> _Assignment_
Scan the entries for lines with the word "wing" and copy those lines.

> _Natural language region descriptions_
◆ ◆ ◆
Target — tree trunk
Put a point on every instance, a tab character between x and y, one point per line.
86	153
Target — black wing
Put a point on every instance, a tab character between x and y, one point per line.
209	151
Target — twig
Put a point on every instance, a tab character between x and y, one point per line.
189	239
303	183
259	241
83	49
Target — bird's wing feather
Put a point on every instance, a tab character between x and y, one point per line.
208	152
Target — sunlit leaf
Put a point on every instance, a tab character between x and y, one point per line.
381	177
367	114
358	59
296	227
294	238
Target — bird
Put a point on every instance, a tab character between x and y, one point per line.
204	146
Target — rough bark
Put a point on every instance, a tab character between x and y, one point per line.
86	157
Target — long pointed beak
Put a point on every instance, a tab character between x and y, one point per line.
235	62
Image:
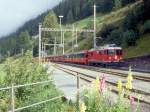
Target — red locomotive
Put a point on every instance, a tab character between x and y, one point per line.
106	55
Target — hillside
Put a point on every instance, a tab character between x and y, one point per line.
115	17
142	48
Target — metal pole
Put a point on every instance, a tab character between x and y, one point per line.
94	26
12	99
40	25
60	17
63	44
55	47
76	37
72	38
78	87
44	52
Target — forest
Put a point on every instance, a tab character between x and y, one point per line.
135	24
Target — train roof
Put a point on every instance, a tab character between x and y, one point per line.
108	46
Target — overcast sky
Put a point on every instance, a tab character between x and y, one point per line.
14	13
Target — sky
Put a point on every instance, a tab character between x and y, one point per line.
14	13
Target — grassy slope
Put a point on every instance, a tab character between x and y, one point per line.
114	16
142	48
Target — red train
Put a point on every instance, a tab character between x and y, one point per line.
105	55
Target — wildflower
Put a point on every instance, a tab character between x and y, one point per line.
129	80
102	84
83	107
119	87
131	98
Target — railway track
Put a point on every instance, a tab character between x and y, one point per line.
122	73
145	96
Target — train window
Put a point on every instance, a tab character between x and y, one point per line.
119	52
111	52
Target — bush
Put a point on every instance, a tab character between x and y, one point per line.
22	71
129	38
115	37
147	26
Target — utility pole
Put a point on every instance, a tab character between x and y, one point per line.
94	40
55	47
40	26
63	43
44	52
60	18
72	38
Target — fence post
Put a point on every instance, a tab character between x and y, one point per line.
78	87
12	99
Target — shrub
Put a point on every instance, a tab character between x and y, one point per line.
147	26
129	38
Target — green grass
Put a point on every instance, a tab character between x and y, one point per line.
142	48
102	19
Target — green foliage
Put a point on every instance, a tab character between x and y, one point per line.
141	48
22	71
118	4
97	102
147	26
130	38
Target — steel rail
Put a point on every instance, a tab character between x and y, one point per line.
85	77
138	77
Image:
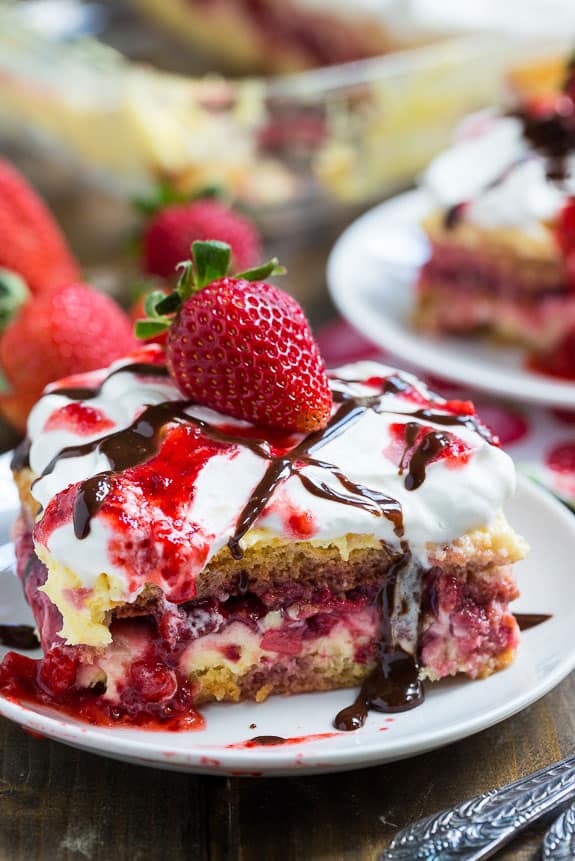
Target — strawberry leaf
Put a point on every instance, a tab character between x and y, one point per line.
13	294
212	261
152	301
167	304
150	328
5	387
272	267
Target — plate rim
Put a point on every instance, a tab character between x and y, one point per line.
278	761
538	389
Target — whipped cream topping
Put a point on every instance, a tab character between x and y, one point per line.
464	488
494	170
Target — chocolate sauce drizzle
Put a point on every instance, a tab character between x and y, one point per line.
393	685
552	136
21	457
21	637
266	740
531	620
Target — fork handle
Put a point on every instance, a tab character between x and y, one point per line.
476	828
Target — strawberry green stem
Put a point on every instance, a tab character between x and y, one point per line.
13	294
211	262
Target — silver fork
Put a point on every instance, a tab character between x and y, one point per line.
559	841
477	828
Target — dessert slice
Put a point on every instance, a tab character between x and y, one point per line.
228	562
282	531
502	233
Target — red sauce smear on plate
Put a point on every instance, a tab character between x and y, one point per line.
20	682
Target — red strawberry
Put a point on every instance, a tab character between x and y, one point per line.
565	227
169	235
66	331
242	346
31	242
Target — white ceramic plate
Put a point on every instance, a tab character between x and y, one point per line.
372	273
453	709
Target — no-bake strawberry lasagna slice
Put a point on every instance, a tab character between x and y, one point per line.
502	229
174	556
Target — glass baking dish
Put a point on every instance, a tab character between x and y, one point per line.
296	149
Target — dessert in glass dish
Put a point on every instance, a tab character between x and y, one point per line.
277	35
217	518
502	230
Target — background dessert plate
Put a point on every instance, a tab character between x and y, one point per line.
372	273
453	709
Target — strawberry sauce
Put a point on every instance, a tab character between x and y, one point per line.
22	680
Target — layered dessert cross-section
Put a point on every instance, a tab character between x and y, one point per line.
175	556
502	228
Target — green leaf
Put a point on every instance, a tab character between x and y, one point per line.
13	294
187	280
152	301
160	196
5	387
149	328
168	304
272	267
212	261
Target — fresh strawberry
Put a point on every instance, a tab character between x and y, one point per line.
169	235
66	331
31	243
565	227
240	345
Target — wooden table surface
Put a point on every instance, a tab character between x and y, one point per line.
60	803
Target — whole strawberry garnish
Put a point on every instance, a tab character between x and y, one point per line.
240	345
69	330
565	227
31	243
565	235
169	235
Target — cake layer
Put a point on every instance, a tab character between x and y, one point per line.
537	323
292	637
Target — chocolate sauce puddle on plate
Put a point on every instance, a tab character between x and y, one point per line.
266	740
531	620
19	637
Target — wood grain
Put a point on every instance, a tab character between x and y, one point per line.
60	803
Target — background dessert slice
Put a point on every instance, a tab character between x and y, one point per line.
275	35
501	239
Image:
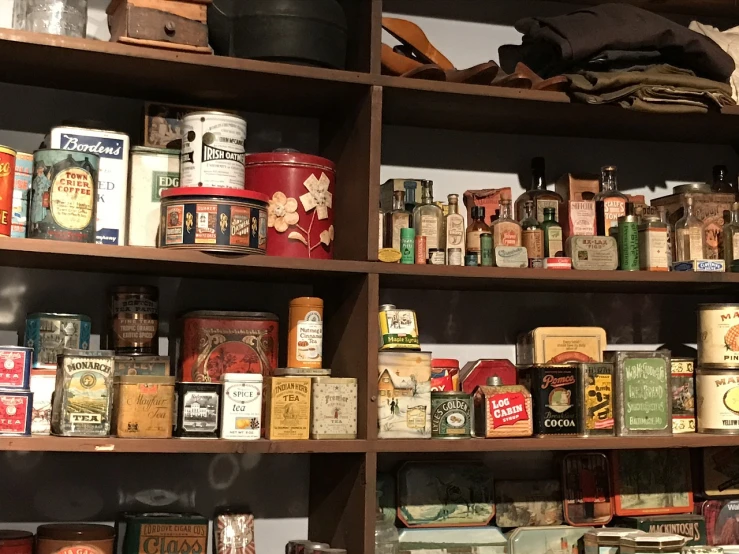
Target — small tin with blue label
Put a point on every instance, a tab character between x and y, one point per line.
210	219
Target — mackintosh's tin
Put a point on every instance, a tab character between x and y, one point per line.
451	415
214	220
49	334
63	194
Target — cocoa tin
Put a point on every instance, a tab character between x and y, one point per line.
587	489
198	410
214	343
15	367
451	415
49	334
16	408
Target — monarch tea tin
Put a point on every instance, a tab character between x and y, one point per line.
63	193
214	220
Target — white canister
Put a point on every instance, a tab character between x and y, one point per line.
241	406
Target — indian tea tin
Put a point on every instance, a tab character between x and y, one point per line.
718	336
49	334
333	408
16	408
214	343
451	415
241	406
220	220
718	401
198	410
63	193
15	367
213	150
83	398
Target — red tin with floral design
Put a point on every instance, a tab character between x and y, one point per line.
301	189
◆ ◆ ◆
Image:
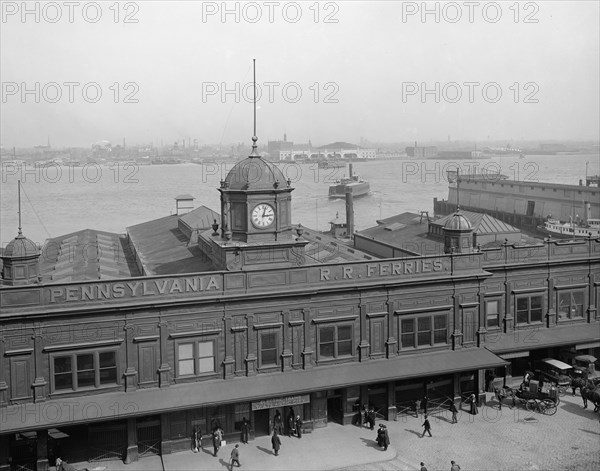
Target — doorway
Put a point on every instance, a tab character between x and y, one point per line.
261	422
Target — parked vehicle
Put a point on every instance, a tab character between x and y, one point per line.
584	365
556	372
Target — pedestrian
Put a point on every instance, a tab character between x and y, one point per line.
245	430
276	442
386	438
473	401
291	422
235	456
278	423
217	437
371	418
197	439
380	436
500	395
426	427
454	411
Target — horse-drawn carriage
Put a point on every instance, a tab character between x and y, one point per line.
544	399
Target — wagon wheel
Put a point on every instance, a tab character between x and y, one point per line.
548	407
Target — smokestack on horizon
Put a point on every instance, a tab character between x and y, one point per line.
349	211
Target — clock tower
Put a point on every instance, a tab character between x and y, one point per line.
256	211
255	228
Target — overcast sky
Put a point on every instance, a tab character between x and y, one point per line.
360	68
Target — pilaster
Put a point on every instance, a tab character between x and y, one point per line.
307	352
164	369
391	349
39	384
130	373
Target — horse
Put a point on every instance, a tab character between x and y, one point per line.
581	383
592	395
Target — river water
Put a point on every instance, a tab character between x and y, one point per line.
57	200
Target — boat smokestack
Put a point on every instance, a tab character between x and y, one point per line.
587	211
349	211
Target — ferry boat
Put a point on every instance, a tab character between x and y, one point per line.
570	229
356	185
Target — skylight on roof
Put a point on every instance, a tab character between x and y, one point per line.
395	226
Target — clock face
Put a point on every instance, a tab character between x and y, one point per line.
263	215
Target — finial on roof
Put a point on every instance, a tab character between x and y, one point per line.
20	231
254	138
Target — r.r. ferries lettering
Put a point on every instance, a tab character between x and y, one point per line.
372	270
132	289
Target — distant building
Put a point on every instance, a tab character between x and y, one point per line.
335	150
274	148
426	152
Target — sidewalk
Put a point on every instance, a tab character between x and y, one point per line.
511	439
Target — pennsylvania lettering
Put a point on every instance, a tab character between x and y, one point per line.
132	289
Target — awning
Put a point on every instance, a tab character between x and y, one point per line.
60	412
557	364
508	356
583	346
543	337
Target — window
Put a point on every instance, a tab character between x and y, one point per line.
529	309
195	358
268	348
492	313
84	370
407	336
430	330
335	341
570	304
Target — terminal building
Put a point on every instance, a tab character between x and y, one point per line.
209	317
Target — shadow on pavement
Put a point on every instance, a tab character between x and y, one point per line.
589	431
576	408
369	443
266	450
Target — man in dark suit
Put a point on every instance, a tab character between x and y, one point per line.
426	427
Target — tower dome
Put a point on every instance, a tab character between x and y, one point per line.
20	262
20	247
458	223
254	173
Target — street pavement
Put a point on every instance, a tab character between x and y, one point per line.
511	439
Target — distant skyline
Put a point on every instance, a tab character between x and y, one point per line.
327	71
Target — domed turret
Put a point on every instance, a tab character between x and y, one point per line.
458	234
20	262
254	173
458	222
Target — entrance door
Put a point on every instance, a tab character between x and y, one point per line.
◆ ◆ ◆
> _Written solution_
Target — black wing
Target — bird's wing feather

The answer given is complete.